▶ [Brief 1]:
From the audit committee profile, list every company whose name begins with "PT."
▶ [Brief 2]:
Carry on writing the audit committee profile from where it stops.

--- Document segment ---

Audit Committe

The Audit Committee was formed by the Company by the provisions of POJK No.55/POJK.04/2015, based on the Decree of the Board of Commissioners dated July 1, 2019, regarding the Appointment of the Chairman and Members of the Company’s Audit Committee. In addition, the Audit Committee Charter has also been approved by the Board of Commissioners.

This committee is a committee formed by and responsible to the Board of Commissioners in helping carry out the duties and functions of the Board of Commissioners.

The composition of the Audit Committee is as follows:

Poernomo :

Chairman of the Audit Committee

Indonesian citizen.

Currently 67 years old.

He obtained a Bachelor of Law degree from Gajah Mada University, Yogyakarta in 1981.

Served as Independent Commissioner of the Company based on Deed No. 17 dated June 15, 2022.

Before serving as Commissioner of the Company, most of his career while at Bank Indonesia was in the fields of credit, banking, human resources, payment systems, Bank Indonesia Branch Office in Makassar, Bank Indonesia Museum Special Unit and Secretariat. Besides that, he had a experience as commissioner of a subsidiary of the Bank Indonesia Pension Fund Foundation (namely PT. Binakarsa Swadaya and PT. Bidakara Taruma Sakti) and as Corporate Secretary at PT. Saraswanti Utama until 2020.

Wahyu Purwandaka :

Audit Committee Member

Indonesian citizens.

Currently 50 years old.

He earned a Bachelor’s degree in International Relations from the Faculty of Social and Political Sciences from Gadjah Mada University in 1994 and a Masters of Management from Gadjah Mada University in 1996

Appointed as a member of the Audit Committee based on the Decree of the Board of Commissioners dated July 1, 2019, regarding the Appointment of the Chairman and Members of the Company’s Audit Committee.

--- Supplied information ---

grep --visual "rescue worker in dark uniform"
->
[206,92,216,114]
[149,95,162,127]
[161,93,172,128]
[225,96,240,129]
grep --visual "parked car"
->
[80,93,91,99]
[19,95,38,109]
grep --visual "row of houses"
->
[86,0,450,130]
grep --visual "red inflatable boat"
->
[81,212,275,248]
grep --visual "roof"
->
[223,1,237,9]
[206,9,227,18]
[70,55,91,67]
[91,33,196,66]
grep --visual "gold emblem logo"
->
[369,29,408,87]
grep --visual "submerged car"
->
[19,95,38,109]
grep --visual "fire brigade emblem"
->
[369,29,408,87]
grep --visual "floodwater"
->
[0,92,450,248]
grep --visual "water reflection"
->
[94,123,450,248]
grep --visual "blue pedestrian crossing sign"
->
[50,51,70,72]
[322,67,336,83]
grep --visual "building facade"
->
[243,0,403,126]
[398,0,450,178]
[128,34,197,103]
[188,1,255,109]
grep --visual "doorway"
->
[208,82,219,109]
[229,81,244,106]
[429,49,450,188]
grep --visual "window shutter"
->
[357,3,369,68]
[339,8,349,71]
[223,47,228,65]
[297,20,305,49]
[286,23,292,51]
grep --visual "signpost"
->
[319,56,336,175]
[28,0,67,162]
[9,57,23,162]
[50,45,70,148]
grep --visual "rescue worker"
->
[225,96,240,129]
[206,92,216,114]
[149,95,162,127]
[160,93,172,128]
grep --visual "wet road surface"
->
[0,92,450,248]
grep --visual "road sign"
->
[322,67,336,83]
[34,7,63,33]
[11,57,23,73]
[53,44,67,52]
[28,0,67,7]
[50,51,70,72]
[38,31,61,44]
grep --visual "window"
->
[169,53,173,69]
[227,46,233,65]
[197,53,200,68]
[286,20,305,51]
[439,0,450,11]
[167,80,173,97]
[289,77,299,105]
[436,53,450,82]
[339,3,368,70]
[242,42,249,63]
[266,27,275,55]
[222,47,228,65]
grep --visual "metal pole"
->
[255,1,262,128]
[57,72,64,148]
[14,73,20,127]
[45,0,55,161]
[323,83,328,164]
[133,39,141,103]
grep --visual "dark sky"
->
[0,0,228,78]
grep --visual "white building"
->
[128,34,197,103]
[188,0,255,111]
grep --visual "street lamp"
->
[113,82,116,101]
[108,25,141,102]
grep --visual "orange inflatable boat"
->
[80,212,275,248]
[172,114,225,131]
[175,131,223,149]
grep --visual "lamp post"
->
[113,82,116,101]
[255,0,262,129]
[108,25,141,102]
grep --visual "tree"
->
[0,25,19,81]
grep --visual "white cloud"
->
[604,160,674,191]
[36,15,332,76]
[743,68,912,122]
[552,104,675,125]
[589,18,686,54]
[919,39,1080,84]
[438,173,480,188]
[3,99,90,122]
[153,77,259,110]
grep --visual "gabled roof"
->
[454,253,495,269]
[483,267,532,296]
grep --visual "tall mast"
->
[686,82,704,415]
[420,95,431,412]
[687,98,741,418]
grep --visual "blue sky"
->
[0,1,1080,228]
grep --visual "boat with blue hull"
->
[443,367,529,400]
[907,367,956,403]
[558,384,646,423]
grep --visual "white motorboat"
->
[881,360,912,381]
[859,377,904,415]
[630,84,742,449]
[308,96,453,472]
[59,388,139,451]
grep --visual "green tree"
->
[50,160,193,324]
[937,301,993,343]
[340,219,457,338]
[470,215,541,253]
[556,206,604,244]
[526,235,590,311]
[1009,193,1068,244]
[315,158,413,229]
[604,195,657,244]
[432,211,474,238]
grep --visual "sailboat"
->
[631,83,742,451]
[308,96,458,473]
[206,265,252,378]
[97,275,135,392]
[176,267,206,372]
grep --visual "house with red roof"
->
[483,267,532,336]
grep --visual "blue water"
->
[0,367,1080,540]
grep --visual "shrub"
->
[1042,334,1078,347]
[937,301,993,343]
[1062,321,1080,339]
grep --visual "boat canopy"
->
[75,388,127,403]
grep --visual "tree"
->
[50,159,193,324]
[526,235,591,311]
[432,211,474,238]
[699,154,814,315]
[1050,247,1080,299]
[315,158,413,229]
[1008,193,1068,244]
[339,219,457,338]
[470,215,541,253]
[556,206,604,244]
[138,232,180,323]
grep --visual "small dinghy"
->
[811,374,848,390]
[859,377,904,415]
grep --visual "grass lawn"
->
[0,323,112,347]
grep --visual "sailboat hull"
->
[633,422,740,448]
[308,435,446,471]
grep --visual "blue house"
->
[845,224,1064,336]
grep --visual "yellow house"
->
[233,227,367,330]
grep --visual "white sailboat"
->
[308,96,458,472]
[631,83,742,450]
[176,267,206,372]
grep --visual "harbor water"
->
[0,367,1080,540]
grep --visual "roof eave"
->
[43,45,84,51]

---

▶ [Task result 1]:
PT. Binakarsa Swadaya
PT. Bidakara Taruma Sakti
PT. Saraswanti Utama

▶ [Task result 2]:
Some of the positions once held and is still held among others: Entrepreneurs (2018 – present), VP Procurement of PT Bank Negara Indonesia (2016 – 2017), General Manager of PT Bank Negara Indonesia Bekasi branch (2015 – 2016), General Manager of PT Bank Negara Indonesia Singapore branch (2011 – 2015), Investor Relations of PT Bank Negara Indonesia (2010 – 2011), Corporate and Correspondent Banking Relationship of PT Bank Negara Indonesia (2007 – 2010), Business Support Manager, Overseas branches Supervision Group, International Division of PT Bank Negara Indonesia (2006 – 2007), Banknote Operation Manager, Treasury Division of PT Bank Negara Indonesia (2004 – 2006), Foreign Exchange Liquidity Manager, Treasury Division of PT Bank Negara Indonesia (2002 – 2004).

Ade Irma Hidayah :

Anggota Komite Audit

Indonesian citizens.

Currently 36 years old.

She holds a Bachelor’s degree in Economics from Brawijaya University in 2007

Appointed as a member of the Audit Committee based on the Decree of the Board of Commissioners dated July 1, 2019, regarding the Appointment of the Chairman and Members of the Company’s Audit Committee.

Some positions that have been held and are still held include Member of the Audit Committee of PT Beton Manunggal Tbk (2017 – present), Extraordinary Lecturer of FEB Brawijaya University (2016 – present), Senior Manager at KAP DBSDA Malang (2009 – present), Finance Manager Cempaka Group (2009 – 2010).

Length of Service

Referring to POJK No. 55/POJK.04/2015 Article 8, the term of office of the Company’s Audit Committee may not be longer than the term of office of the Board of Commissioners as stipulated in the Company’s Articles of Association and may be re-elected for the next period.

Statement of Independence of the Audit Committee

In carrying out their duties and responsibilities, all members of the Audit Committee are independent and do not have a conflict of interest in the Company’s business as well as in carrying out their duties and responsibilities. The Audit Committee formed by the Company has met the criteria of independence, experience, expertise, and integrity.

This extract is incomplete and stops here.